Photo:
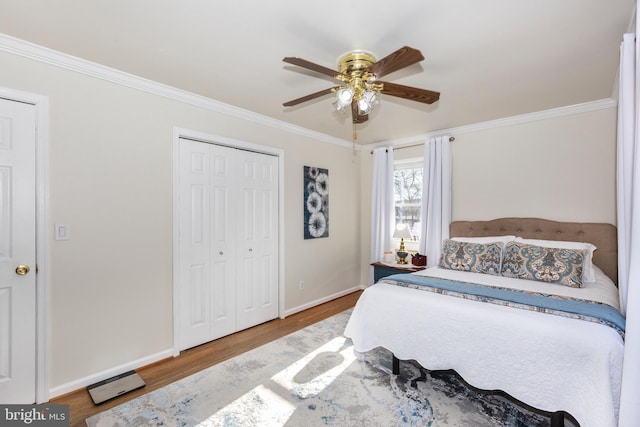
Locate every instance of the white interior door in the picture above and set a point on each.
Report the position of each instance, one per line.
(257, 239)
(228, 240)
(17, 252)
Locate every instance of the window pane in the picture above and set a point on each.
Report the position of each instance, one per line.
(408, 197)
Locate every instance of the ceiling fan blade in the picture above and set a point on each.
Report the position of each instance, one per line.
(411, 93)
(310, 97)
(401, 58)
(311, 66)
(356, 117)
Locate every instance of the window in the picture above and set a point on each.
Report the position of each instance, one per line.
(407, 184)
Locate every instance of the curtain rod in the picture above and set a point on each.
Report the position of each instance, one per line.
(451, 139)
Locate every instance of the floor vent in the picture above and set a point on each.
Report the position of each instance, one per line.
(115, 386)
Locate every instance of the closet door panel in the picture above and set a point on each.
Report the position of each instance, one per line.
(223, 246)
(194, 245)
(258, 239)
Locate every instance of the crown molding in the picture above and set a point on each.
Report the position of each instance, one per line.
(601, 104)
(58, 59)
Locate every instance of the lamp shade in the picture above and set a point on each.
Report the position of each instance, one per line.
(402, 232)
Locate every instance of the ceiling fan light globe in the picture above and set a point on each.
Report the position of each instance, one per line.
(344, 95)
(364, 106)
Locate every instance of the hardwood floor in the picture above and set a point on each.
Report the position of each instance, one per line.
(198, 358)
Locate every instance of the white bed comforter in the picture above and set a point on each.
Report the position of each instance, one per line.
(550, 362)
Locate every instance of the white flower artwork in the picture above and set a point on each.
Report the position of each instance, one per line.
(316, 202)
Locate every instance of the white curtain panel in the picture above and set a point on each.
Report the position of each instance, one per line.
(382, 211)
(436, 197)
(628, 195)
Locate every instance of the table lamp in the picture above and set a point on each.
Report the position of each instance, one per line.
(402, 231)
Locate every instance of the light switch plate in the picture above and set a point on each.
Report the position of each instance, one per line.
(62, 232)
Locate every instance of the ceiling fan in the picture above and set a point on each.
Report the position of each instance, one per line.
(359, 73)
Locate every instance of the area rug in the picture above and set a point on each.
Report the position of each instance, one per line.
(312, 378)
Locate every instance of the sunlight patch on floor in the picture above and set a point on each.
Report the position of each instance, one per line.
(262, 406)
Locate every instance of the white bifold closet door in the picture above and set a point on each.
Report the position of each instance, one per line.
(228, 240)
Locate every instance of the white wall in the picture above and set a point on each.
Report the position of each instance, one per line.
(560, 167)
(110, 180)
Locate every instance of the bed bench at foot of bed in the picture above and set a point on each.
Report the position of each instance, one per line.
(557, 418)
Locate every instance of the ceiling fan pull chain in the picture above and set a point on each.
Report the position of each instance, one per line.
(355, 136)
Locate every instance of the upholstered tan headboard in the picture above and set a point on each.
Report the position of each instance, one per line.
(603, 236)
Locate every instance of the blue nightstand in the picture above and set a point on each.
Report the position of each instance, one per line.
(381, 270)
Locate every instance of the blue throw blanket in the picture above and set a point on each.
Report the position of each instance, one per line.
(553, 304)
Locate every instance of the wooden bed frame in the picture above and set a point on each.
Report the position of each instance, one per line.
(603, 236)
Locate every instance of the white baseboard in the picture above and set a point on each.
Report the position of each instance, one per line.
(303, 307)
(100, 376)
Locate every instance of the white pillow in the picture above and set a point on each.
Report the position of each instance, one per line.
(588, 273)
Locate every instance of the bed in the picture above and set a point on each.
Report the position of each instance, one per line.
(555, 363)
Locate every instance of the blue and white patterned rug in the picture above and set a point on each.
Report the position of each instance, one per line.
(312, 378)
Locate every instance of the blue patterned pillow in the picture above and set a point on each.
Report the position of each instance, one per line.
(556, 265)
(472, 257)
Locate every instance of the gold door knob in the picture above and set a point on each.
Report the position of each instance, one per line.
(22, 269)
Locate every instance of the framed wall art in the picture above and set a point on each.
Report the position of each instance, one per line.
(316, 202)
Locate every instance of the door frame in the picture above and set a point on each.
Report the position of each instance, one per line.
(234, 143)
(41, 104)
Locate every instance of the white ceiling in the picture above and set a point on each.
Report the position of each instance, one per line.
(489, 59)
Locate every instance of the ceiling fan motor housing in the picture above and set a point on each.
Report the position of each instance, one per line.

-------

TASK TO CARRY OUT
Above are the records; copy exactly the lines from the one with "Locate every instance of the bed in" through the final line.

RESULT OF THIS EXERCISE
Locate every instance of the bed in the picture above and set a point on each.
Report the position of each instance, one per line.
(555, 363)
Locate every instance of the blue and white patterned rug in the picture above and set a point on each.
Report the position of each instance, one per line.
(312, 378)
Locate every instance of the blue patterned pillow in the picture above and set a point on each.
Report the position of each instance, one per line.
(556, 265)
(472, 257)
Locate every instance of the gold door knob in the picture above and set a point on each.
Report the position of each instance, one per line.
(22, 269)
Locate every instance of the framed wall art in the picture above and set a point on each.
Report the position of each instance, one per line.
(316, 202)
Locate every instance of the door frame in the picture above and set a point on each.
Report the position of each instance, one per line.
(234, 143)
(41, 104)
Locate every instance of the white ceiling in the picture above and set a point on each.
Report the position of each instance, one per line.
(489, 59)
Locate every instance of the ceiling fan motor housing in the picture above and set a point on each.
Report the position of each instance, one per line.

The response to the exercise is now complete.